▸ **Information supplied**
........
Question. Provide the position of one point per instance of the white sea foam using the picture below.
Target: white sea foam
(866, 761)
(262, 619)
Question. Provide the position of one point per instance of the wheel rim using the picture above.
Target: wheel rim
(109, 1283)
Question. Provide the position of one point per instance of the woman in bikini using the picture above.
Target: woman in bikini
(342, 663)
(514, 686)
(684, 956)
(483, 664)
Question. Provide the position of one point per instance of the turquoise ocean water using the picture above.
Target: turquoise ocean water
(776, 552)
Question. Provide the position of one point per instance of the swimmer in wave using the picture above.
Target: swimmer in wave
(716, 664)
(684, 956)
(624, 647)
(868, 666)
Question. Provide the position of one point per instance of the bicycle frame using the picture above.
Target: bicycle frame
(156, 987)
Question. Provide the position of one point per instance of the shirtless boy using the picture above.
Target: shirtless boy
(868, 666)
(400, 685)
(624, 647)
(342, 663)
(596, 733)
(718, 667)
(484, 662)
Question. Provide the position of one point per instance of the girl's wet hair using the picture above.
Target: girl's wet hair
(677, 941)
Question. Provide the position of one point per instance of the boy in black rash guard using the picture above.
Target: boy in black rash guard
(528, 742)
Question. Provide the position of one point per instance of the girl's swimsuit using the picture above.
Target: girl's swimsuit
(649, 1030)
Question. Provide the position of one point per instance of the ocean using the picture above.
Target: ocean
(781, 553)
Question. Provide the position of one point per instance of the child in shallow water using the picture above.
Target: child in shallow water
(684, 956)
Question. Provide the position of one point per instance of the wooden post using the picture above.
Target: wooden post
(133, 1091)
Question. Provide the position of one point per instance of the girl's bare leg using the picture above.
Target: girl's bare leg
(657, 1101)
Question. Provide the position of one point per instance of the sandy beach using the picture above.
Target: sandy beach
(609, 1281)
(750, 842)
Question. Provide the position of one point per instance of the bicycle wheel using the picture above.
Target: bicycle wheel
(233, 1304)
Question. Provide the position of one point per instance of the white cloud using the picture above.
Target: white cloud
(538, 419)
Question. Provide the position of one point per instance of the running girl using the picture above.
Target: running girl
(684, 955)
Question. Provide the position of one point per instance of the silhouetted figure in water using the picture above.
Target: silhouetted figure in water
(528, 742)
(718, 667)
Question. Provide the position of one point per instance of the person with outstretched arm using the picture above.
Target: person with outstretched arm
........
▸ **Written problem**
Print out every record again, exactly and in full.

▸ **Response to the exercise**
Question. Provide the position of one point per instance of the white sea foam using the picture below.
Target: white sea foam
(866, 761)
(262, 619)
Question. Provide the position of one point per instance of the wheel rim using the picture above.
Target: wheel rim
(109, 1283)
Question. Provide the position of one point per instance of the woman in bikini using the picture above.
Target: woman in bikini
(342, 663)
(514, 686)
(684, 956)
(483, 664)
Question. Provide the position of one point per instance of the turquoise ocean water using the picture above.
Target: turquoise ocean water
(776, 552)
Question. Provide the position of one point per instance of the swimmer in wave using the picture above.
Target: swimmer in wave
(716, 664)
(684, 956)
(624, 647)
(868, 666)
Question. Provide the position of one point per instance of the bicycle frame using the picture above.
Target: bicycle frame
(156, 987)
Question. Provide the position of one point per instance of the shirtless boy using the picture above.
Target: shirtless boy
(868, 666)
(400, 685)
(624, 647)
(342, 663)
(596, 733)
(718, 667)
(484, 662)
Question. Provide the position of one point per instance of the girl's wet hair using the picture above.
Target: girl's wet hair
(677, 941)
Question. Provide the position of one point per instance of the boy in black rash guard using the picture above.
Target: boy in black rash guard
(528, 742)
Question. Provide the position of one point per instance of the girl's swimsuit using the picture above.
Target: girl's swimsuit
(649, 1030)
Question. Provide the position of one point per instance of the ocean using the picture above.
Target: ocean
(781, 553)
Question. Provide the position of one point per instance of the child in shallow water using the picture above.
Target: child in shallow water
(684, 956)
Question. Provide the position of one point per instance of the wooden post using the picture above.
Target: wooden post
(133, 1091)
Question. Provide the position of one point per instance of the girl's bare leg using the picture above.
Target: girl's bare leg
(657, 1101)
Question. Provide the position of one point per instance of the sandy beach using the picture above.
Target: sandy beach
(609, 1281)
(750, 842)
Question. Provide the position of one point per instance of the bicycle wheel using the picture above.
Target: bicycle wheel
(233, 1304)
Question. Provide the position of one point per instance of the white cloud using the picture above.
Target: white cloud
(538, 419)
Question. Provide the position of one point per instance of the running girl using the picture above.
Target: running girl
(684, 955)
Question. Provide the position of one point per instance of the silhouetted figure in water using the picture above.
Target: silhouetted figure in water
(528, 742)
(718, 667)
Question. Provide the position of one point per instance of the person with outstretched arm using the picture above.
Target: person with outstretched arm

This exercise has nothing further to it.